**REQUIREMENTS**
a: Answer each question from the court judgment, one answer per line, marked the same way:
(i) On what date was the matter heard?
(ii) Who appeared for the Plaintiff?
(iii) What interest rate does the Plaintiff claim?
b: Turn the paragraph of the court judgment that opens "This is an application for summary judgment" into a short bulleted list that keeps its main facts.
c: Write the next part of the court judgment, continuing after its first numbered paragraph.

Standard Bank of Swaziland Limited v Protronics Networking Corporation Limited and Another (1125 of 2009) [2009] SZHC 188 (12 August 2009)


IN THE HIGH COURT OF SWAZILAND
HELD AT MBABANE
CASE NO. 1125/09

In the matter between:

STANDARD BANK OF SWAZILAND LIMITED Plaintiff

And

PROTRONICS NETWORKING CORPORATION
LIMITED
1st Defendant

SANDILE FRANCIS DLAMINI 2nd Defendant

Date of hearing: 30 July, 2009

Date of judgment: 12 August, 2009



Mr. Attorney K. Motsa for the Plaintiff No appearance for the Defendants




JUDGMENT




MASUKU J.

[1] This is an application for summary judgment, which appears, on the papers, to be opposed. The Plaintiff applies for judgment against both Defendants jointly and severally in the amount of El, 416, 030. 27; interest thereon at the rate of 20.5%, calculated from 28 February, 2009; an order declaring Portion 204 of Farm No.2 situate in the urban area, measuring 6450 square metres specially executable and costs of the suit on the scale between attorney and own client.

**GIVEN MATERIAL**
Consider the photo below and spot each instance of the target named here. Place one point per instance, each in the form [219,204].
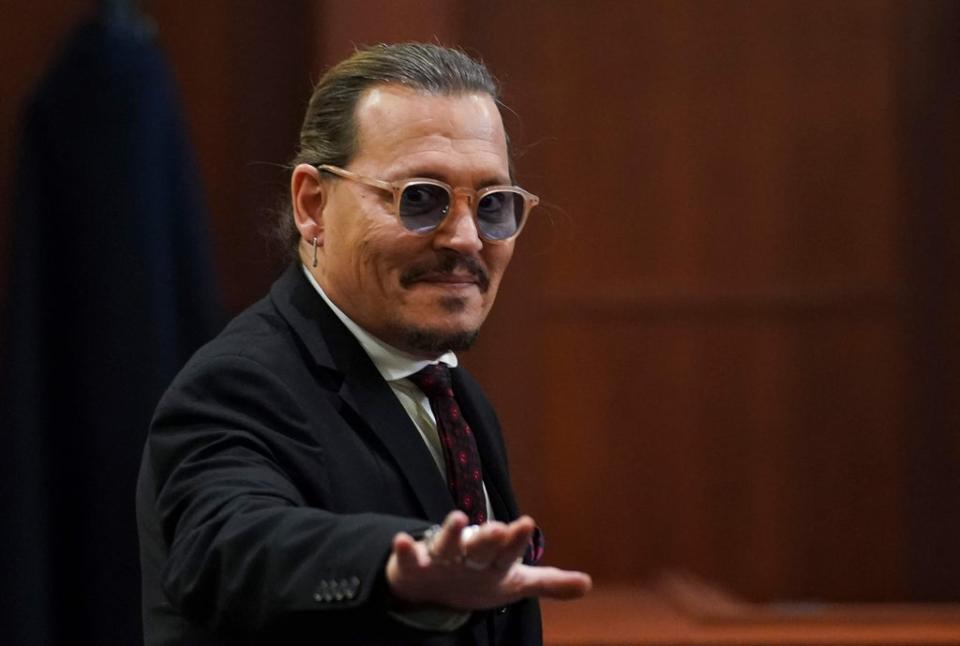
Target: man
[317,474]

**THE ANSWERS**
a:
(i) 30 July, 2009
(ii) Mr. Attorney K. Motsa
(iii) 20.5%

b:
- Application for summary judgment, apparently opposed on the papers
- Plaintiff seeks judgment against both Defendants jointly and severally for El, 416, 030. 27
- Interest at 20.5%, calculated from 28 February, 2009
- Order declaring Portion 204 of Farm No.2, in the urban area and measuring 6450 square metres, specially executable
- Costs on the attorney and own client scale

c:
[2] The claim arises from overdraft facilities extended to the 1st Defendant with an initial limit of E500,000.00. In terms of some written agreements between the parties, the Plaintiff was entitled to levy interest on the 1st Defendant at prime rate plus 7.5% in cases where the limit was exceeded by the 1st Defendant. It is the Plaintiffs case that pursuant to the said agreements, the 1st Defendant drew cheques on the said account in excess of the limit agreed, hence the amount claimed. The 2nd Defendant is being sued in his capacity as surety and co-principal debtor with the 1st Defendant.

[3] Before dealing with the application for summary judgment proper, there is an issue that I need to advert to. It relates to the absence of the Defendants' attorneys of record during the hearing of the summary judgment application. Mr. Motsa, for the Plaintiff indicated that he was in possession of a letter from Messrs. Mofokeng Attorneys, dated 28 July, 2009, a copy of which was handed up to the Court, together with a response thereto dated 29 July, 2009, from Messrs. Robinson Bertram who, appear for the Plaintiff herein.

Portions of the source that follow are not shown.